Some items:

--- --- ---

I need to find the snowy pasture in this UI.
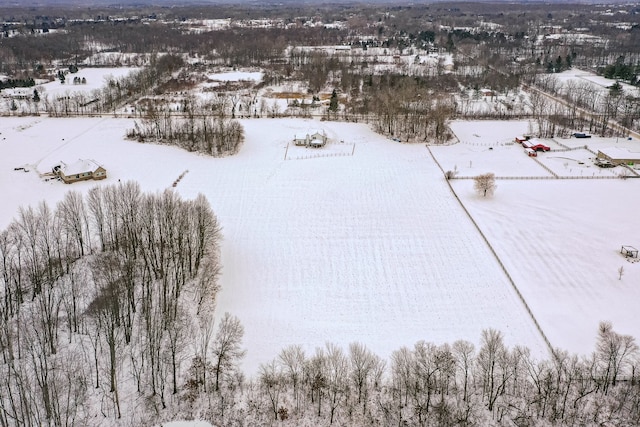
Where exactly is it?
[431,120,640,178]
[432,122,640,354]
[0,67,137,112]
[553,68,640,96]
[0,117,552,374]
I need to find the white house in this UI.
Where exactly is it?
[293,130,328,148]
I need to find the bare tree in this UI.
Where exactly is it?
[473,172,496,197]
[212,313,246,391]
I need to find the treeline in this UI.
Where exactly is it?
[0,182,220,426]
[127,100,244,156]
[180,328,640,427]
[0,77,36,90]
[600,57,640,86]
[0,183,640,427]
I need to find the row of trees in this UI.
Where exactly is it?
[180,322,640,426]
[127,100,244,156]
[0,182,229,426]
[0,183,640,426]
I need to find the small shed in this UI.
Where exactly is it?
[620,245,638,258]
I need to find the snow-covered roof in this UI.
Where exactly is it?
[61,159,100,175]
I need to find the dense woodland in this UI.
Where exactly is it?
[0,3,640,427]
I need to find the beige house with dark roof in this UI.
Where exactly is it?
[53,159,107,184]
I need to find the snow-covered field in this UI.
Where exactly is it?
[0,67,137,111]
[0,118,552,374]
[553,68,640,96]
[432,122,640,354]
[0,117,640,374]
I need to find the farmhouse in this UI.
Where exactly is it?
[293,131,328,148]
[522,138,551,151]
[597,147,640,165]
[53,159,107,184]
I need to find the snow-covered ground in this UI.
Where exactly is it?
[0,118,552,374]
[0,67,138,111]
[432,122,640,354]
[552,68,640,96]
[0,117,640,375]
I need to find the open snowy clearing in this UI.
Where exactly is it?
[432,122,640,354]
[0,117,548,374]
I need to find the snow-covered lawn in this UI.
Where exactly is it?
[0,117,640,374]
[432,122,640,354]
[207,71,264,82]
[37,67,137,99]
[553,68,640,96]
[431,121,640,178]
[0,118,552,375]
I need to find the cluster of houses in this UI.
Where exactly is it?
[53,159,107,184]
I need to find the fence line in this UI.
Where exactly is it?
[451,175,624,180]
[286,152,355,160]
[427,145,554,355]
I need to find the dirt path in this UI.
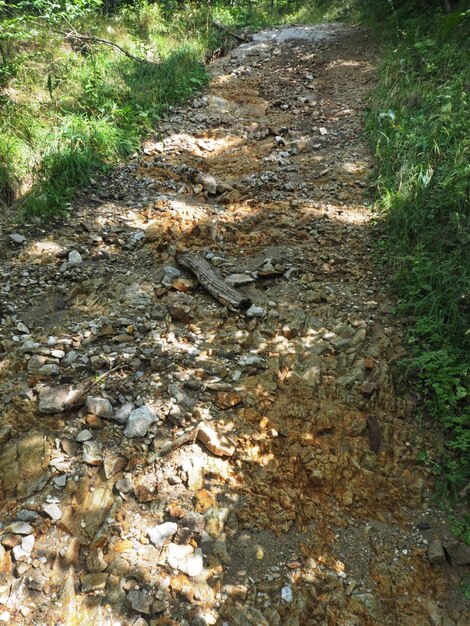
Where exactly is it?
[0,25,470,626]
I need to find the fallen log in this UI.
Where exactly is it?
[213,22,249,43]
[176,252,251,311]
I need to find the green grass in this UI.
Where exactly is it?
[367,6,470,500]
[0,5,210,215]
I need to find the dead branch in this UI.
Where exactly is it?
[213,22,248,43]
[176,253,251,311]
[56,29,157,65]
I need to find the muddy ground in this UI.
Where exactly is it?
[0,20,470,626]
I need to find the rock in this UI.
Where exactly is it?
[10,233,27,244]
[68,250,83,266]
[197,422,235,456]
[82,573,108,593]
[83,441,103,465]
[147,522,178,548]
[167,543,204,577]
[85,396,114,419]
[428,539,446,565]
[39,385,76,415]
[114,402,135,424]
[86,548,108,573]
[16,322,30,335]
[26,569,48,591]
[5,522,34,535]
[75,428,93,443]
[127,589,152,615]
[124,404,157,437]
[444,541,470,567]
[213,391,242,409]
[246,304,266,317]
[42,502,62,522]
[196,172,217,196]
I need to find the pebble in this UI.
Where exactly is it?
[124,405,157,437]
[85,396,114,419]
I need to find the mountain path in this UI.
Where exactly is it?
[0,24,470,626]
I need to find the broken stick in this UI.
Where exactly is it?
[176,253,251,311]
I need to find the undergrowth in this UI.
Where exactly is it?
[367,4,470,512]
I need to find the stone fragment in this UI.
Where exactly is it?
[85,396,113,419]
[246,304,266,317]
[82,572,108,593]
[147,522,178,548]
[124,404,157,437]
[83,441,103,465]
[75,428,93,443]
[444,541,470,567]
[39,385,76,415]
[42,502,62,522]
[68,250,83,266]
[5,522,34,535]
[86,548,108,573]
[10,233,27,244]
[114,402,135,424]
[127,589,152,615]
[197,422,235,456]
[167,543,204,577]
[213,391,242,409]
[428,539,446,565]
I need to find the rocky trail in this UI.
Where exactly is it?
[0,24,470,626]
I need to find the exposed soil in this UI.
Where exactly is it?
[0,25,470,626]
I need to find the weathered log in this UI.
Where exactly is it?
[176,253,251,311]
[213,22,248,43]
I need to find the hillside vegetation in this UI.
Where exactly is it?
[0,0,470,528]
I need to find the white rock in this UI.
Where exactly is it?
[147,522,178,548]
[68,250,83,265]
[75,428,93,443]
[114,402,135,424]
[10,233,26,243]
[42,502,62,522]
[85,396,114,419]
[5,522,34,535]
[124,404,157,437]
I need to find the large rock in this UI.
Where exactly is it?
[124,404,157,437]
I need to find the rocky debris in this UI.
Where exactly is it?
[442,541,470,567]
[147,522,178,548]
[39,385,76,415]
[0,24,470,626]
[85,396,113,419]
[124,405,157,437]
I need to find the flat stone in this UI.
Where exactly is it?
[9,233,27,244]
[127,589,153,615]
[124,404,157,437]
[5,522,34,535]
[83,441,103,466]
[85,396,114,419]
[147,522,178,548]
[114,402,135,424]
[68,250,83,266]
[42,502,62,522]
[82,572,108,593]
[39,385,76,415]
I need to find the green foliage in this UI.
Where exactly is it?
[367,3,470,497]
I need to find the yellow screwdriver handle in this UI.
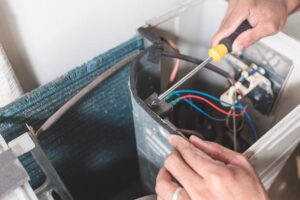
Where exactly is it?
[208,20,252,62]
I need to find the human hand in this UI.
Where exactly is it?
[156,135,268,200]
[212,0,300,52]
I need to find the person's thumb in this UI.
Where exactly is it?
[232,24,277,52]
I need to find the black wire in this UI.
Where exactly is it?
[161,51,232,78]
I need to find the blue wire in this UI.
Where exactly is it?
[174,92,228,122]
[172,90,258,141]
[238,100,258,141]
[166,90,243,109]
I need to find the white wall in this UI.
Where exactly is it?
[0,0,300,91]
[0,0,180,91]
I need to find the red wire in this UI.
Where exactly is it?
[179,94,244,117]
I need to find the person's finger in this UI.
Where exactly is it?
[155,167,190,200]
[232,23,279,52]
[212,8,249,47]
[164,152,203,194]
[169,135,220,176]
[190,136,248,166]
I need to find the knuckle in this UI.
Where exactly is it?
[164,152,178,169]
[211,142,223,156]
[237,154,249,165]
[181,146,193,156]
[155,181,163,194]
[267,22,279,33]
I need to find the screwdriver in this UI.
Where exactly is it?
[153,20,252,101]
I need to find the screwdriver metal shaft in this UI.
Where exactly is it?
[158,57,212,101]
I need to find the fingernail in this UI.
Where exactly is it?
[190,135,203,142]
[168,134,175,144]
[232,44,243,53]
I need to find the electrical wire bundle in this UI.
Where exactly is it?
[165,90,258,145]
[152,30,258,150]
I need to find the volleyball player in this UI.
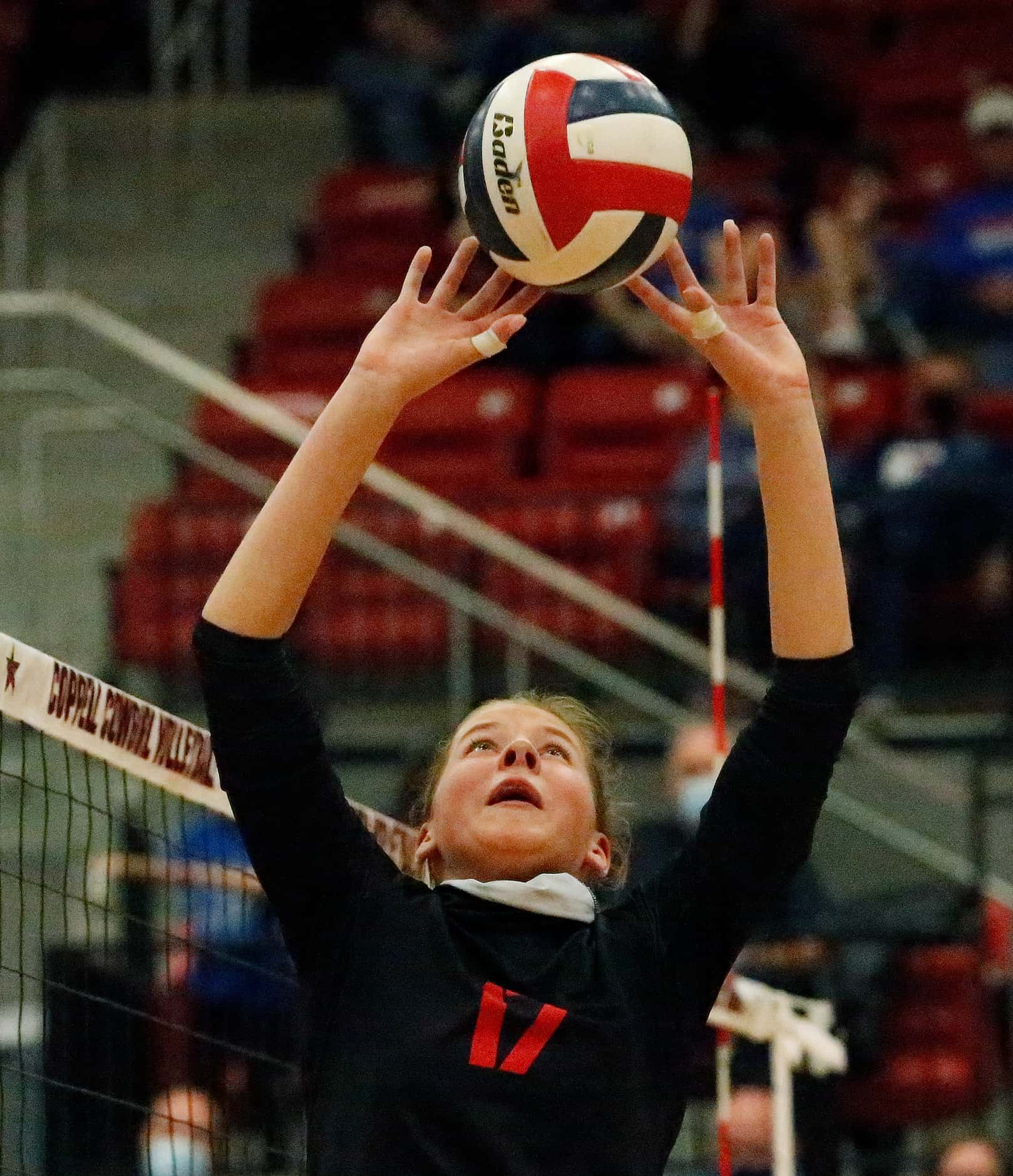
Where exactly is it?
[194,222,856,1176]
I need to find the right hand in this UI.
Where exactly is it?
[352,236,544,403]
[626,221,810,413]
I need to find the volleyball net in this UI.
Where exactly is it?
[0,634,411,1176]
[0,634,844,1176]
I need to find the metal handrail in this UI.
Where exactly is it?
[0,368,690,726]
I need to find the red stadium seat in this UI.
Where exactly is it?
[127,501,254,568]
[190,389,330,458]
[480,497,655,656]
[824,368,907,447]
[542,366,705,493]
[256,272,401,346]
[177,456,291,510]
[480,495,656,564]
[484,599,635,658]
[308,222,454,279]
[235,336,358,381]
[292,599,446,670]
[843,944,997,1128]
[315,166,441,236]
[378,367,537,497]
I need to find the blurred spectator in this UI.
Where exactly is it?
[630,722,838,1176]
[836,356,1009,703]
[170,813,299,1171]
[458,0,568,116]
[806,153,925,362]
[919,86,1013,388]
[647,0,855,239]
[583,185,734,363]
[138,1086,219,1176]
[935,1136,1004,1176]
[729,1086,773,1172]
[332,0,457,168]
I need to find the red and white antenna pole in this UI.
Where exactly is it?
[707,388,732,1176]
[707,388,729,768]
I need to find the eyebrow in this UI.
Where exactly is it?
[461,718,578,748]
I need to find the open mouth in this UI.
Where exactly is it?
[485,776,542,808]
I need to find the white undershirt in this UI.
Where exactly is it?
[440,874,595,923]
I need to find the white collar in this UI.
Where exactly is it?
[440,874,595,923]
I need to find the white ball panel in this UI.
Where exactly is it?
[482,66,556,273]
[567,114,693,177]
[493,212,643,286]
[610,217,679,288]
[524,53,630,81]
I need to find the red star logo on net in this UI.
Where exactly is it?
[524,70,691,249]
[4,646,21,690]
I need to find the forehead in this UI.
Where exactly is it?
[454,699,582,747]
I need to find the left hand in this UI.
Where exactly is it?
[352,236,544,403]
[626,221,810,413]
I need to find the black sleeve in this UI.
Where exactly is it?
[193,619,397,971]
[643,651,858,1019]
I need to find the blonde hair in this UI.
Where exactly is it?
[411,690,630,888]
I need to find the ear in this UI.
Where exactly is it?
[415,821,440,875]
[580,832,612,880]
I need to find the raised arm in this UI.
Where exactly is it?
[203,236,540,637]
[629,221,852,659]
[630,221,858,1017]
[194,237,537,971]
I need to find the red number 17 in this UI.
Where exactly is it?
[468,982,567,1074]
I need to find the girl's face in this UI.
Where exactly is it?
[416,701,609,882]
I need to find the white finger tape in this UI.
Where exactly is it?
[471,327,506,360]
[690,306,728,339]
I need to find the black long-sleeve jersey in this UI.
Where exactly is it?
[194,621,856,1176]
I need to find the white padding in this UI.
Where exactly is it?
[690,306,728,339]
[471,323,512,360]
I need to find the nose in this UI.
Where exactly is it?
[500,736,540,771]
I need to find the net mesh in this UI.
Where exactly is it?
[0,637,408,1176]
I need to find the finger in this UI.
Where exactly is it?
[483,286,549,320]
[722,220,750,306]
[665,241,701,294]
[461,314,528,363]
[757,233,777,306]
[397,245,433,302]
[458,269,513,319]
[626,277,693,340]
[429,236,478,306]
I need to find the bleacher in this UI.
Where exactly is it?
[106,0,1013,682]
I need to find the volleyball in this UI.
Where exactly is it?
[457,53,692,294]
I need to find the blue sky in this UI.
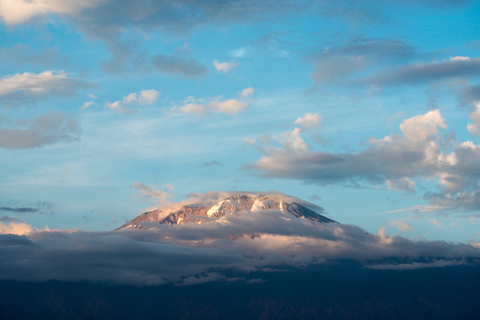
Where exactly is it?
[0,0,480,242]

--- --- ---

AIM: Begin at the line that has "I need to find the weathered log in this UI." and stop after the line that has "[179,94,244,117]", and rewrite that span with every "wire" changed to "cable" and everything else left intact. Leave the pictures out of your answer.

TASK SOLUTION:
I need to find the weathered log in this UI.
Where exactly is it?
[176,253,251,311]
[213,22,248,43]
I need to find the hillside vegetation in this UI.
Where exactly is it?
[0,0,470,528]
I need to find the white rock in this UI.
Where exactly is it?
[147,522,178,548]
[68,250,83,265]
[75,428,93,443]
[114,402,135,424]
[10,233,26,243]
[42,502,62,522]
[85,396,114,419]
[5,522,34,535]
[124,404,157,437]
I need to find the large rock in this UI.
Where exactly is it?
[124,404,157,437]
I need to find the rocky debris in this UI.
Where exactly is it?
[442,541,470,567]
[147,522,178,548]
[39,385,76,415]
[0,24,470,626]
[85,396,113,419]
[124,405,157,437]
I need to find the flat stone in this UI.
Where exactly is it?
[9,233,27,244]
[127,589,153,615]
[124,404,157,437]
[5,522,34,535]
[83,441,103,466]
[85,396,114,419]
[147,522,178,548]
[114,402,135,424]
[68,250,83,266]
[42,502,62,522]
[82,572,108,593]
[39,385,76,415]
I need to find the green foliage in this UI.
Where exactly is it?
[367,3,470,497]
I need to find the yellow screwdriver handle in this UI.
Where exactly is it?
[208,20,252,62]
I need to find the human hand in this UI.
Where exactly is it?
[156,135,268,200]
[212,0,300,52]
I need to find the person's thumb in this UI.
Where exactly is it?
[232,24,277,52]
I need to find the black cable in this UI.
Where exactly is it?
[161,51,232,78]
I need to find the blue cable in this UI.
Where exactly is it?
[174,92,228,122]
[172,90,258,141]
[238,100,258,141]
[166,90,243,109]
I need to find the white wall in this UI.
Where exactly is it?
[0,0,300,91]
[0,0,180,91]
I need to find the red cable in this UI.
Where exactly is it?
[179,94,244,117]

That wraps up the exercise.